[BEGIN Document segment]
Thomas Corrigan rips chunks from a loaf and tosses them to the pigeons into the small tarmaced area outside his house on St Michael’s Terrace in Warrenmount.
All around are parked cars and the orange traffic cones that people use to reserve parking spaces in front of their houses.
The public space on offer in the St Michael’s Terrace, Hammond Street and St John’s Street enclave, in the heart of Warrenmount, isn’t well taken care of, he says.
A lot of it is taken up by cars, some owned by those who live there, others from outside.
Residents have complained about outsiders’ parking there for free for at least three years, but when it came to a vote, they rejected a proposal to install residential permit and pay-and-display parking.
“We spoke to other areas who got the disc parking and said it didn’t make an awful lot of difference, because the clampers weren’t coming around doing their job,” he says.
“They were saying, it really hasn’t worked a lot for us,” says Corrigan. Some feel the money spent on parking fees may not go back to the community, he says.
This neighbourhood is far from an outlier in rejecting the roll-out of pay-and-display and permit parking.
At last Wednesday’s transport committee meeting, the council’s parking enforcement officer said residents vote against lots of these proposed schemes, and that organising those votes, only for them to be rejected, is a huge waste of resources.
He proposed tweaks to the process by which neighbourhoods vote on pay-and-display parking, including a step to make it harder for proposals to meet the threshold for a council-organised vote.
Councillors disagreed on whether that was the right pragmatic move or a step that makes it harder to bring in paid parking at a time it needs to be easier.
Another measure might be to add a sweetener to make it more likely that people will vote yes, says one academic, Neil Galway, a transport and urban design academic in Queen’s University Belfast.
Money from the fees could stay in the community, he says. “That kind of a model might be something that people would look more sympathetically at if they saw some benefits.”
At the moment, to get a permit parking scheme on a road, residents have to send the council a petition with signatures from 25 percent of residents.
After that, the council draws up a scheme, which residents who are on the electoral register vote on. (Another change under discussion is expanding who can vote to residents not on the register.)
There are around 27,000 paid parking spaces in the city, said a council spokesperson earlier this month. They didn’t know how many spaces in the city are free parking – aside from 230 council staff parking spaces.
The council has wanted to impose parking charges to progressively eliminate all “free” on-street parking within the canals and in areas with heavy commuter parking, says the current city development plan which has been in place since 2016.
[END Document segment]
◆ **The tasks**
1 – Please reproduce the passage of the parking article word for word, starting with "A lot of it" and going on through "and permit parking.".
2 – In the parking article, what share of residents must sign a petition to the council to get a permit parking scheme on a road?
3 – Extend the parking article onward from its final sentence.
[BEGIN Stored rows]
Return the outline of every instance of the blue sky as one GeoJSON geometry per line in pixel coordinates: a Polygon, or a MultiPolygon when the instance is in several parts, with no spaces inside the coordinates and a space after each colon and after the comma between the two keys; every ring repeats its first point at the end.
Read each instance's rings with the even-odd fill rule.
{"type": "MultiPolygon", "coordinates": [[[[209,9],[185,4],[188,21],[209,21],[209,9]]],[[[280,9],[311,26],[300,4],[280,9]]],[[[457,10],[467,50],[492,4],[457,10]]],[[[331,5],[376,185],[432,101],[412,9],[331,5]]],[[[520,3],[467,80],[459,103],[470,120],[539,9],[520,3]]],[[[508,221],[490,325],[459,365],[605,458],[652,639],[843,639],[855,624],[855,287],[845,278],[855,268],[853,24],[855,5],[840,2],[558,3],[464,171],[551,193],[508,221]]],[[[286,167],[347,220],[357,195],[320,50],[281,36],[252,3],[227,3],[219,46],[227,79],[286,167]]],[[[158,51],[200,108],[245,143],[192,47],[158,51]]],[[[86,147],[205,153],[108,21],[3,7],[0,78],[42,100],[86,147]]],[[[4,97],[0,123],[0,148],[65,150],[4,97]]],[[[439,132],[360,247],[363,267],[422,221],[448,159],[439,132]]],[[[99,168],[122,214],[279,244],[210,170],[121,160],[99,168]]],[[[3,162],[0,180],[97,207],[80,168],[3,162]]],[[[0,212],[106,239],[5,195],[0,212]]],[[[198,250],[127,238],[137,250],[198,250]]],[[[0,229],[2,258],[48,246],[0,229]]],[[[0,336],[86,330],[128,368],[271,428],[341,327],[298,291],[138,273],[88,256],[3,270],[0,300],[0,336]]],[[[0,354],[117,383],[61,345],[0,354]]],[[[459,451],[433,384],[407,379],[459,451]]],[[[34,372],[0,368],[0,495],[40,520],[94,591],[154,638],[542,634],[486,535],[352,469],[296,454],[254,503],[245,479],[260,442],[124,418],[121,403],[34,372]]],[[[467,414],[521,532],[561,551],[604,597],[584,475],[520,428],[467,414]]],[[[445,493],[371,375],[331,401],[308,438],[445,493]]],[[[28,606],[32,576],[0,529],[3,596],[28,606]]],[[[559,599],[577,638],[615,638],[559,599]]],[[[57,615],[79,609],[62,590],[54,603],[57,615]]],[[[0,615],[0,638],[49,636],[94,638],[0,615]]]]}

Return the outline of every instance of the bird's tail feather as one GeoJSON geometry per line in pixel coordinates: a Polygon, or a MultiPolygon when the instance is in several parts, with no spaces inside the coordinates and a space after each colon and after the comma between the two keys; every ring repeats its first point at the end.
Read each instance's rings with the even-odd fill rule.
[END Stored rows]
◆ **Answers to each task**
1 –
A lot of it is taken up by cars, some owned by those who live there, others from outside.
Residents have complained about outsiders’ parking there for free for at least three years, but when it came to a vote, they rejected a proposal to install residential permit and pay-and-display parking.
“We spoke to other areas who got the disc parking and said it didn’t make an awful lot of difference, because the clampers weren’t coming around doing their job,” he says.
“They were saying, it really hasn’t worked a lot for us,” says Corrigan. Some feel the money spent on parking fees may not go back to the community, he says.
This neighbourhood is far from an outlier in rejecting the roll-out of pay-and-display and permit parking.

2 – 25 percent of residents.

3 –
At last Wednesday’s meeting, Dermot Stevenson, a council senior executive officer for parking policy and enforcement, said that: “A good proportion of the schemes that we’re getting in, even though they have a petition of 25 percent, are returning a no majority.”
So, the council wants to change how many signatures it needs on a petition to call for a neighbourhood vote on installing permit parking in an area, upping it from 25 percent of residents on a road to 35 percent, he said.
The council’s time and resources are sunk into organising votes on schemes that won’t pass, he says, and raising how many signatures are needed will increase the likelihood of a “yes” vote later on.
Ray McAdam, a Fine Gael councillor, says the council has been spending money on ballots where there was never a chance of pay-and-display being approved.
He tells residents who are preparing a petition to have at least 50 percent of households on a street on board, he says. “I would argue that 35 percent doesn’t go far enough.”
Only a few streets have pay-and-display parking in Stoneybatter, Grangegorman and Phibsboro, he said. “The ones that don’t, there’s a big demand for parking on those streets.”
Anne Feeney, a Fine Gael councillor, said at the meeting that she thinks it’s a good change. “If you can’t get 35 percent to sign up, there’s little chance you’ll get you’ll meet the bar in terms of getting the permit parking agreed in the area.”
Where residents do agree to permit parking, it in most cases currently costs them €50 to park a car for one year and €80 for two years.
At Wednesday’s meeting, Martin Hoey, a Public Participation Network representative, said he is concerned about why such a small number of petitions to bring in permit parking pass. “It should be a lot higher than that.”
McAdam says there are plenty of reasons why residents reject the idea of permit parking.
There might be enough space for everyone to park, he says. “Some don’t like the idea that they have to pay to park their vehicle outside their own home.”
Janet Horner, a Green Party councillor, said at the meeting that the council should be making it easier for permit parking to be introduced. Residents don’t have a right to public space, even if it is outside their houses, she said.
Horner says she thinks the scheme needs wider reform to stop people from driving into the city and meet emissions targets. “Looking at the disincentivizing car usage, and that parking is a huge way that we can manage that demand.”
The council should begin charging more for those parking spaces too, she says. “For the greater good of the city and the greater good of our neighbourhoods.”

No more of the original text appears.